### Selection
────────
# DC gun ban



## quakeycrazy (Sep 18, 2007)

Looks like a step in the right direction.

http://www.cnn.com/2008/US/06/26/scotus.guns/index.html


----------



## Huge29 (Sep 17, 2007)

You beat me to it; I was just posting the same article. hallelujah!!


----------



## truemule (Sep 12, 2007)

A step in the right direction is right. Hopefully this can give some momentum to other gun ownership RIGHTS.


----------



## proutdoors (Sep 24, 2007)

Glad to see the ruling be correct. The scary thing is the vote was 5-4, meaning one more liberal pinhead judge would have meant ALL Americans losing the 2nd Amendment RIGHTS. This is why who we vote for President is key, the odds are very high the next President will nominate at least one new Supreme Court Justice. Does anyone think Barak would nominate 2nd Amendment friendly Justices? Anybody?


----------



## wyogoob (Sep 7, 2007)

proutdoors said:


> Glad to see the ruling be correct. The scary thing is the vote was 5-4, meaning one more liberal pinhead judge would have meant ALL Americans losing the 2nd Amendment RIGHTS. This is why who we vote for President is key, the odds are very high the next President will nominate at least one new Supreme Court Justice. Does anyone think Barak would nominate 2nd Amendment friendly Justices? Anybody?


Me, Me, Me,

He very well could nominate a 2nd Admendment-friendly justice. He is a US senator in a state that has tight guns laws, sure, but also a very large number of hunters and recreational, non-consumptive shooters. Illinois harvested, with guns, something like 115,192 deer in 2006; Wyoming around 40,000. The number of Illinoisans that waterfowl hunt is incredible. Most of these people are union, blue-collar workers, and the man got his senate seat by winning the blue-collar vote, among others. He is good, very good.

His voting record on gun control? who knows, the guy has *no* voting record, voted "present" or "abstain" much of the time.

That being said, I'm studying up on Bob Barr.


----------



## marksman (Oct 4, 2007)
────────
### Exercise material
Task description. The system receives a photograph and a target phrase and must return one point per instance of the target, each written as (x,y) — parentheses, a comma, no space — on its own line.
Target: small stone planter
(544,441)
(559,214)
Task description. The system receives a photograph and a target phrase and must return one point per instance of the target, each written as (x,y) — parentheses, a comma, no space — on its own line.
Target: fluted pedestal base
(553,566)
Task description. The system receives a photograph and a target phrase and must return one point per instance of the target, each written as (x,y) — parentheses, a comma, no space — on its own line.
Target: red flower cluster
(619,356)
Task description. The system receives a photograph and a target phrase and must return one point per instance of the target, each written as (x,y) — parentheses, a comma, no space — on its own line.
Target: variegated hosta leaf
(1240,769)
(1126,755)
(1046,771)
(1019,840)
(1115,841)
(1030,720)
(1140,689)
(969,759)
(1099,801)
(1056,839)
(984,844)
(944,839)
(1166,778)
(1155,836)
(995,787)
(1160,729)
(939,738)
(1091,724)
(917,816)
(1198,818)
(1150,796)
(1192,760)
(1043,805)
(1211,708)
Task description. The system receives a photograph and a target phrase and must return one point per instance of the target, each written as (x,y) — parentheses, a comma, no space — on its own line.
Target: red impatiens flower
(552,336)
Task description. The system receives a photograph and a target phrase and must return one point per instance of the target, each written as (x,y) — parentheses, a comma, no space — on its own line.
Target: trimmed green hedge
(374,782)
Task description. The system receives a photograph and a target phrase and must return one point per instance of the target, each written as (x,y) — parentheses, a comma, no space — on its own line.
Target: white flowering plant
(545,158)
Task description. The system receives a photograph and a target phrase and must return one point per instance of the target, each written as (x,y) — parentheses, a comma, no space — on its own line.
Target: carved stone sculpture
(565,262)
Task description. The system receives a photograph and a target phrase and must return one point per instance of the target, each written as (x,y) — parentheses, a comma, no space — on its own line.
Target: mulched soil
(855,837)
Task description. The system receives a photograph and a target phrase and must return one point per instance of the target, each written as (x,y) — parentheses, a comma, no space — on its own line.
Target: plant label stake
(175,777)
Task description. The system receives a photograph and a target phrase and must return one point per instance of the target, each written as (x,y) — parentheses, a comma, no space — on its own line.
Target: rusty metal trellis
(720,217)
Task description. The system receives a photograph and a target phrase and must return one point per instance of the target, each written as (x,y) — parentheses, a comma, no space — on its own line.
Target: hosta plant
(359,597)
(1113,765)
────────
### Tasks to perform
(1) Extract every line of the entries above that contains the word "hosta".
(2) Continue the forum thread about the DC gun ban from the point at which it stops.

### Outputs for the tasks
(1)
Target: variegated hosta leaf
Target: hosta plant

(2)
wyogoob said:


> proutdoors said:
> 
> 
> > Glad to see the ruling be correct. The scary thing is the vote was 5-4, meaning one more liberal pinhead judge would have meant ALL Americans losing the 2nd Amendment RIGHTS. This is why who we vote for President is key, the odds are very high the next President will nominate at least one new Supreme Court Justice. Does anyone think Barak would nominate 2nd Amendment friendly Justices? Anybody?
> ...


I know who I'm voting for.


John McCain - June 26 said:


> Unlike the elitist view that believes Americans cling to guns out of bitterness, today's ruling recognizes that gun ownership is a fundamental right....


----------



## wyogoob (Sep 7, 2007)

John McCain is a good man, IMHO.


----------



## Trooper (Oct 18, 2007)

Hooray! Things are as they should be. Now we can put this debate behind us and focus on other things. Despite those who want to keep everyone afraid, even if we get 9 "liberal" justices- they aren't going to overturn precedent very lightly. I'm not saying this debate won't raise its ugly head in the future, but I will wager this precedent won't even be threatened for another 25 years. Most of the really important USSC cases from the last half-century are 5-4 decisions, but those decisions last because the Justices know that revisiting settled precedent destroys the institutional power of their office- and the last thing they want to do is make themselves irrelevant.


----------



## proutdoors (Sep 24, 2007)

wyogoob said:


> That being said, I'm studying up on Bob Barr.


The same Bob Barr that was at the forefront of impeaching Clinton? The same Bob Barr that has NO chance of winning the general election? :? Talk about a WASTED vote. :roll:

As for Barak being 'gun friendly', have you heard his comments on guns and gun owners? He was elected in Illinois on the sheer numbers from the urban folks, not the 'blue collar' workers outside of Chicago. He is as liberal as ANY Senator in the US Senate. I have yet to see/read/hear any indication he is a staunch supporter of the 2nd Amendment. If elected he will surely nominate liberal activist judges to the federal courts/Supreme Court. I will bet my LE elk tag on that.


----------



## wyogoob (Sep 7, 2007)

proutdoors said:


> wyogoob said:
> 
> 
> > That being said, I'm studying up on Bob Barr.
> ...


Dangit Pro, I'm a non-resident what am I gonna do with a resident LE elk tag?

The urban folks in Ellinoise are mostly white blue-collar people.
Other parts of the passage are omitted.